PROBLEM 1: List each IBS symptom that the article on gut bacteria and restless legs syndrome gives a percentage improvement for, along with that percentage.
PROBLEM 2: In the article on gut bacteria and restless legs syndrome, reproduce word for word everything from "Results became apparent, however, by" down to "the study found.".
PROBLEM 3:
Answer these questions from the article on gut bacteria and restless legs syndrome:
(a) How many patients with both conditions were in the study?
(b) What antibiotic did participants receive, and at what daily dose?
(c) For how many days on average were the patients followed?

PROVIDED TEXT:

WASHINGTON -- Bacterial overgrowth in the gut, a factor in irritable bowel syndrome, may also be at work in restless legs syndrome and antibiotics can help both conditions, one small study suggests.
WASHINGTON, May 24 -- Bacterial overgrowth in the gut, a factor in irritable bowel syndrome, may also be at work in restless legs syndrome and antibiotics can help both conditions, one small study suggests.
In 13 patients suffering from both conditions, all saw improvement in IBS symptoms and 10 found marked relief from restless legs symptoms after a 10-day course of antibiotics, said Leonard Weinstock, M.D., of Washington University in St. Louis.
Dr. Weinstock hypothesized a connection between IBS and restless legs syndrome when his cousin came down with both conditions after contracting a case of travelers' diarrhea, Dr. Weinstock told attendees at Digestive Disease Week here.
He said he'd also heard reports of IBS being linked with fibromyalgia, which in turn has been linked with restless legs syndrome. He hypothesized that bacterial overgrowth in the gut could be causing the problems and that antibiotic therapy targeting the small intestine might be the solution.
He tested his idea in a pilot study during which participants received a 10-day course of rifaximin (1,200 mg/day), which specifically destroys bacterial overgrowth in the small intestine. This short-term antibiotic therapy was followed by long-term tegaserod, and a one-month course of zinc and probiotic therapy, Dr. Weinstock said. The patients were followed for an average of 107 days.
Results became apparent, however, by day 11, he said. Abdominal pain improved by 74%, diarrhea by 73%, bloating by 70%, constipation by 64%, and flatulence by 47% from baseline. These improvements were maintained long-term, the study found.
Overall, IBS symptoms were rated as greatly improved by six patients, moderately improved by five, and mildly improved by two.
Restless legs syndrome symptoms improved as well: 10 of the 13 patients experienced an 80% improvement or greater from baseline after the antibiotic treatment. Five of them achieved and maintained 100% improvement in symptoms, Dr. Weinstock said.

[Records from a collection]

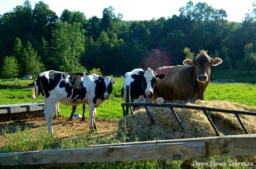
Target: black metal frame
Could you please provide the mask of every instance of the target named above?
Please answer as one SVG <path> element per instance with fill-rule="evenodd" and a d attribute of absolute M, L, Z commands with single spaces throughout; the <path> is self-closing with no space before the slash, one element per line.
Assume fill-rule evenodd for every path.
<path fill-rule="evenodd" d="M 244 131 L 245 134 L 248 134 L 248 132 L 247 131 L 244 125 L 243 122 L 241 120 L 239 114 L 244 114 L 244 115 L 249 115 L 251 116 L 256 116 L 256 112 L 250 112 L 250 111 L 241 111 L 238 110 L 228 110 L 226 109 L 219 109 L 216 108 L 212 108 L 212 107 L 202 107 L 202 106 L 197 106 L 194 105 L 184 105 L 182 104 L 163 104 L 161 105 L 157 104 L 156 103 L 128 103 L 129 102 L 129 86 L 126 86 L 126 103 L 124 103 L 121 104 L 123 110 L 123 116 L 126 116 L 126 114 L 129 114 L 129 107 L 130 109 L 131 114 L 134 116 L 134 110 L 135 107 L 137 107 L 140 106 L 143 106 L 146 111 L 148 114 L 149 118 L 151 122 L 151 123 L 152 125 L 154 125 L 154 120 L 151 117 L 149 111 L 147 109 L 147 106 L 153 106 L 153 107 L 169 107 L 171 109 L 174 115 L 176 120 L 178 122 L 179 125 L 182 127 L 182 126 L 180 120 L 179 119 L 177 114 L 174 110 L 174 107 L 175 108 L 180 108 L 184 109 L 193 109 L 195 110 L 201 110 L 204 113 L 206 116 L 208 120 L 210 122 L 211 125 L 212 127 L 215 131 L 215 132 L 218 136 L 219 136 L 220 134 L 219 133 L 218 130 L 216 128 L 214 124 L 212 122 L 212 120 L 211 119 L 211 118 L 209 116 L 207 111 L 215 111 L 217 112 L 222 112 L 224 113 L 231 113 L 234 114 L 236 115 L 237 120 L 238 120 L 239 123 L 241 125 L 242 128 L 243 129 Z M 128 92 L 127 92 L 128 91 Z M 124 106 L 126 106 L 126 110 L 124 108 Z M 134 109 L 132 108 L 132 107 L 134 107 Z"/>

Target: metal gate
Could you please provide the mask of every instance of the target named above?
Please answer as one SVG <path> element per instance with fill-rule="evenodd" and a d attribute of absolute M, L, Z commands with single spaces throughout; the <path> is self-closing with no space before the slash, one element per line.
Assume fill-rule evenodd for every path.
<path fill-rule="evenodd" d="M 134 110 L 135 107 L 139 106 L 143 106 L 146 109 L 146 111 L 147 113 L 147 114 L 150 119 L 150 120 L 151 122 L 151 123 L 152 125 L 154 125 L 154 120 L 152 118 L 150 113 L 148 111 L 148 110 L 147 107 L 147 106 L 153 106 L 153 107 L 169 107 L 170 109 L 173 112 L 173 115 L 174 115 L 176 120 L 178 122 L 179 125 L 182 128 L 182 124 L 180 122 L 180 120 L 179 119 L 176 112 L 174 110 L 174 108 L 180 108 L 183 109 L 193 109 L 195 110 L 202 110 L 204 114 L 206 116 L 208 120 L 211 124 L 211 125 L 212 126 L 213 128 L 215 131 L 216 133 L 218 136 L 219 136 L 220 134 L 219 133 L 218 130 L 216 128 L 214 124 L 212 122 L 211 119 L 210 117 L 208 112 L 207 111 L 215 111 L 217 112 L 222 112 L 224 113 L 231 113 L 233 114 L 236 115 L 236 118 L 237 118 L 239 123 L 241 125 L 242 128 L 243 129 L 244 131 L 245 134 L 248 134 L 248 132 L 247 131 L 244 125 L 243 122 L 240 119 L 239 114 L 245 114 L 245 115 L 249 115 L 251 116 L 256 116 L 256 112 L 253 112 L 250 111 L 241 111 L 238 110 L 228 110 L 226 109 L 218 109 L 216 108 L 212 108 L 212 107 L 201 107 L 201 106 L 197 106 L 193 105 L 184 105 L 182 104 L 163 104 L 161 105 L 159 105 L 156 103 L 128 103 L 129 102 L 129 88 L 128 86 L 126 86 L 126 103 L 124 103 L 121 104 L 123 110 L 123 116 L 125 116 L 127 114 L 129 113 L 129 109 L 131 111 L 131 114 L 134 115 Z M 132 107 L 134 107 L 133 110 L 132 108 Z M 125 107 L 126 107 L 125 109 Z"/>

EXPECTED ANSWER 1:
Abdominal pain: 74%
Diarrhea: 73%
Bloating: 70%
Constipation: 64%
Flatulence: 47%

EXPECTED ANSWER 2:
Results became apparent, however, by day 11, he said. Abdominal pain improved by 74%, diarrhea by 73%, bloating by 70%, constipation by 64%, and flatulence by 47% from baseline. These improvements were maintained long-term, the study found.

EXPECTED ANSWER 3:
(a) 13
(b) Rifaximin, 1,200 mg/day
(c) 107 days